# Dataset entries:
Start of Block

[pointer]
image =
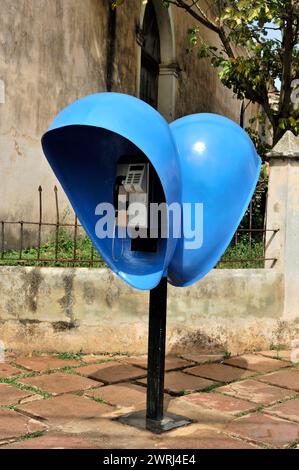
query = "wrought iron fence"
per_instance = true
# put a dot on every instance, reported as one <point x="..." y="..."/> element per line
<point x="64" y="242"/>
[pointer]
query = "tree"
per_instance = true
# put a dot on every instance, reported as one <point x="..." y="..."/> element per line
<point x="250" y="59"/>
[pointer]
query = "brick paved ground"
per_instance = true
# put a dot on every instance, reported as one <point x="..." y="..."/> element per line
<point x="69" y="401"/>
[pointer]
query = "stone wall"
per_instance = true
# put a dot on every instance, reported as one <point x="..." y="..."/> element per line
<point x="55" y="309"/>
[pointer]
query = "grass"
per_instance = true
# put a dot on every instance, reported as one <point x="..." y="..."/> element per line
<point x="65" y="250"/>
<point x="241" y="251"/>
<point x="70" y="356"/>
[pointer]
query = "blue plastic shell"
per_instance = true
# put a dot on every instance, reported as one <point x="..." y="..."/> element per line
<point x="83" y="146"/>
<point x="220" y="169"/>
<point x="202" y="158"/>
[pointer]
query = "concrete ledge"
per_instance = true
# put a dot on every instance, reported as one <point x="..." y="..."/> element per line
<point x="56" y="309"/>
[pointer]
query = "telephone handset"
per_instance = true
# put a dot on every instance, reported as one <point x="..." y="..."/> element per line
<point x="136" y="182"/>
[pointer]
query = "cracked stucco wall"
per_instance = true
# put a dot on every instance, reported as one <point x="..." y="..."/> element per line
<point x="56" y="309"/>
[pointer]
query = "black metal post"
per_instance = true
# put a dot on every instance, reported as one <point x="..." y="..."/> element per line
<point x="153" y="418"/>
<point x="156" y="351"/>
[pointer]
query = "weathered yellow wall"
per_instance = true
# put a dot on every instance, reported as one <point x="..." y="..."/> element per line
<point x="55" y="309"/>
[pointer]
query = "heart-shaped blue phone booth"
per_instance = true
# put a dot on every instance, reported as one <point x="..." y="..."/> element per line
<point x="203" y="164"/>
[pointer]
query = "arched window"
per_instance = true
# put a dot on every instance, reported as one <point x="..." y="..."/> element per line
<point x="150" y="57"/>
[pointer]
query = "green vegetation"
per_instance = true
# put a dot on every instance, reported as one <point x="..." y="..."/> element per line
<point x="53" y="251"/>
<point x="243" y="250"/>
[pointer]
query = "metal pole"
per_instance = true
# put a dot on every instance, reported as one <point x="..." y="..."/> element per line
<point x="153" y="418"/>
<point x="156" y="351"/>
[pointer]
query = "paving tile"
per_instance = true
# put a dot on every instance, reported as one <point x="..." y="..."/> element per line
<point x="256" y="363"/>
<point x="284" y="355"/>
<point x="178" y="382"/>
<point x="13" y="425"/>
<point x="7" y="371"/>
<point x="10" y="395"/>
<point x="121" y="395"/>
<point x="90" y="358"/>
<point x="171" y="362"/>
<point x="220" y="441"/>
<point x="265" y="429"/>
<point x="288" y="410"/>
<point x="111" y="372"/>
<point x="286" y="378"/>
<point x="221" y="403"/>
<point x="202" y="358"/>
<point x="219" y="372"/>
<point x="256" y="392"/>
<point x="59" y="382"/>
<point x="40" y="363"/>
<point x="52" y="441"/>
<point x="65" y="408"/>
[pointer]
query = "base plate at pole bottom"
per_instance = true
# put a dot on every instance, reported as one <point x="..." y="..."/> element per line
<point x="169" y="421"/>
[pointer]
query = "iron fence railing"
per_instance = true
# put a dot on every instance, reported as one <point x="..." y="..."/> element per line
<point x="66" y="244"/>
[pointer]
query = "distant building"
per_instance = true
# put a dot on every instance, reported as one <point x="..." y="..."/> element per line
<point x="55" y="51"/>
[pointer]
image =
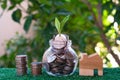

End of Block

# Exercise aim:
Look through the data and show every line containing "iron".

# Reply to the task:
query = "wrought iron fence"
query = "iron fence railing"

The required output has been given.